• Given data:
+===+
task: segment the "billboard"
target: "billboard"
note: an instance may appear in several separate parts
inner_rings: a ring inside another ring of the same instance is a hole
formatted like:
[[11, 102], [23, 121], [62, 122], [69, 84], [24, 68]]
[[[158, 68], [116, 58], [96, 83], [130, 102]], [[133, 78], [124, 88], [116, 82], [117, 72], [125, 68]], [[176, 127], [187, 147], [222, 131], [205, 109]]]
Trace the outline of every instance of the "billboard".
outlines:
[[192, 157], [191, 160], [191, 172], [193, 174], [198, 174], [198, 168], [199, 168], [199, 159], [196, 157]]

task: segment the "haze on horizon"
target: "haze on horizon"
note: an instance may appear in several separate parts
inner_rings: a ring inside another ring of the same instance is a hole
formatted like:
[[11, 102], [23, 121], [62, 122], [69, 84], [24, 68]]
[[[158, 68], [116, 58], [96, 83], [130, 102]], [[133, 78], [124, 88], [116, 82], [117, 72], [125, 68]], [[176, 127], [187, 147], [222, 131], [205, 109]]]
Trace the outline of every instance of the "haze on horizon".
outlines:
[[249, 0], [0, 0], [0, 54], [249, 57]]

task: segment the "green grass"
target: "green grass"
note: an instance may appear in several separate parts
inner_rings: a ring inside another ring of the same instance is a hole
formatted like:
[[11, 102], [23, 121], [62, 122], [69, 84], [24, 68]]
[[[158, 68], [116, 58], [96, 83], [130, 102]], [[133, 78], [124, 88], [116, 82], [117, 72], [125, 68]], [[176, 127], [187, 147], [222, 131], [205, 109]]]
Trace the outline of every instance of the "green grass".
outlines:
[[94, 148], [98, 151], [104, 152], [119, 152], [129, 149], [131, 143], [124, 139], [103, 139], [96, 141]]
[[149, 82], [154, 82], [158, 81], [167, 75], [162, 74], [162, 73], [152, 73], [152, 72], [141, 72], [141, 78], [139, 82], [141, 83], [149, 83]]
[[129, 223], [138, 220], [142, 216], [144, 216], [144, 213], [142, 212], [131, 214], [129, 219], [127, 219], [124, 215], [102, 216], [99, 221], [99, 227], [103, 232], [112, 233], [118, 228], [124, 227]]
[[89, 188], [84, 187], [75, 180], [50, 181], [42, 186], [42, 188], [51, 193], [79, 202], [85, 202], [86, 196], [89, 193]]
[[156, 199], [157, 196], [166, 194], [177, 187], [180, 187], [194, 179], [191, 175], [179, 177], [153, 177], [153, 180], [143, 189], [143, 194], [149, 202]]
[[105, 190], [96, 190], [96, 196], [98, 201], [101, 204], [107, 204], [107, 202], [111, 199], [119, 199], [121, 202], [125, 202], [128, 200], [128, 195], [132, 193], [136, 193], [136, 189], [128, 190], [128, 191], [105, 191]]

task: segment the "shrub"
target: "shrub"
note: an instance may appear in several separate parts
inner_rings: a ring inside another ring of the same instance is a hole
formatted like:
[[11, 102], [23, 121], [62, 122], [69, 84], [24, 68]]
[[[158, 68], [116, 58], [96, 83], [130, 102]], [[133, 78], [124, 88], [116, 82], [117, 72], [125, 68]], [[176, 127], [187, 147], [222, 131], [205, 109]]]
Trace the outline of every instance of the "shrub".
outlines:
+===+
Would you write out the whole listing word for word?

• Solution to the problem:
task: segment the "billboard"
target: "billboard"
note: an instance may appear in several separate parts
inner_rings: a ring inside another ring of the same instance is a hole
formatted like:
[[11, 102], [23, 121], [62, 122], [69, 84], [24, 68]]
[[[158, 68], [116, 58], [96, 83], [130, 102]], [[133, 78], [124, 88], [116, 82], [117, 72], [125, 68]], [[176, 127], [187, 147], [222, 131], [205, 109]]]
Trace the outline of every instance of the "billboard".
outlines:
[[192, 157], [191, 160], [191, 172], [193, 174], [198, 174], [198, 168], [199, 168], [199, 159], [196, 157]]

task: segment the "haze on horizon"
target: "haze on horizon"
note: an instance may appear in several separate parts
inner_rings: a ring inside another ring of the same instance is a hole
formatted like:
[[11, 102], [23, 121], [62, 122], [69, 84], [24, 68]]
[[[158, 68], [116, 58], [96, 83], [130, 102]], [[133, 78], [124, 88], [116, 82], [117, 72], [125, 68]], [[176, 127], [187, 147], [222, 131], [205, 109]]]
Trace the outline of every instance of the "haze on horizon".
outlines:
[[249, 0], [0, 0], [0, 54], [249, 57]]

task: segment the "green grass"
target: "green grass"
note: an instance may appear in several separate parts
inner_rings: a ring inside another ring of the same instance is a hole
formatted like:
[[11, 102], [23, 121], [62, 122], [69, 84], [24, 68]]
[[[158, 68], [116, 58], [96, 83], [130, 102]], [[133, 78], [124, 88], [116, 82], [117, 72], [125, 68]], [[176, 127], [187, 147], [222, 131], [205, 109]]]
Trace the outline of every instance of the "green grass".
outlines:
[[94, 148], [98, 151], [104, 152], [119, 152], [129, 149], [131, 143], [124, 139], [103, 139], [96, 141]]
[[149, 82], [154, 82], [158, 81], [167, 75], [162, 74], [162, 73], [152, 73], [152, 72], [141, 72], [141, 78], [139, 82], [141, 83], [149, 83]]
[[129, 223], [138, 220], [142, 216], [144, 216], [144, 213], [142, 212], [131, 214], [129, 219], [127, 219], [124, 215], [102, 216], [99, 221], [99, 227], [103, 232], [112, 233], [118, 228], [124, 227]]
[[89, 188], [84, 187], [75, 180], [50, 181], [42, 186], [42, 188], [51, 193], [79, 202], [85, 202], [86, 196], [89, 193]]
[[156, 199], [157, 196], [166, 194], [177, 187], [180, 187], [194, 179], [191, 175], [179, 177], [153, 177], [153, 180], [143, 189], [143, 194], [149, 202]]
[[105, 190], [96, 190], [96, 196], [98, 201], [101, 204], [107, 204], [107, 202], [111, 199], [119, 199], [121, 202], [125, 202], [128, 200], [128, 195], [132, 193], [136, 193], [136, 189], [128, 190], [128, 191], [105, 191]]

task: segment the "shrub"
target: "shrub"
note: an instance may appear in several separate parts
inner_rings: a ring inside another ring of the same instance is a hole
formatted like:
[[11, 102], [23, 121], [62, 122], [69, 84], [24, 68]]
[[[158, 68], [116, 58], [96, 83], [130, 102]], [[133, 78], [124, 88], [116, 82], [117, 72], [125, 68]], [[176, 127], [187, 147], [222, 131], [205, 109]]]
Trace the outline of every instance of the "shrub".
outlines:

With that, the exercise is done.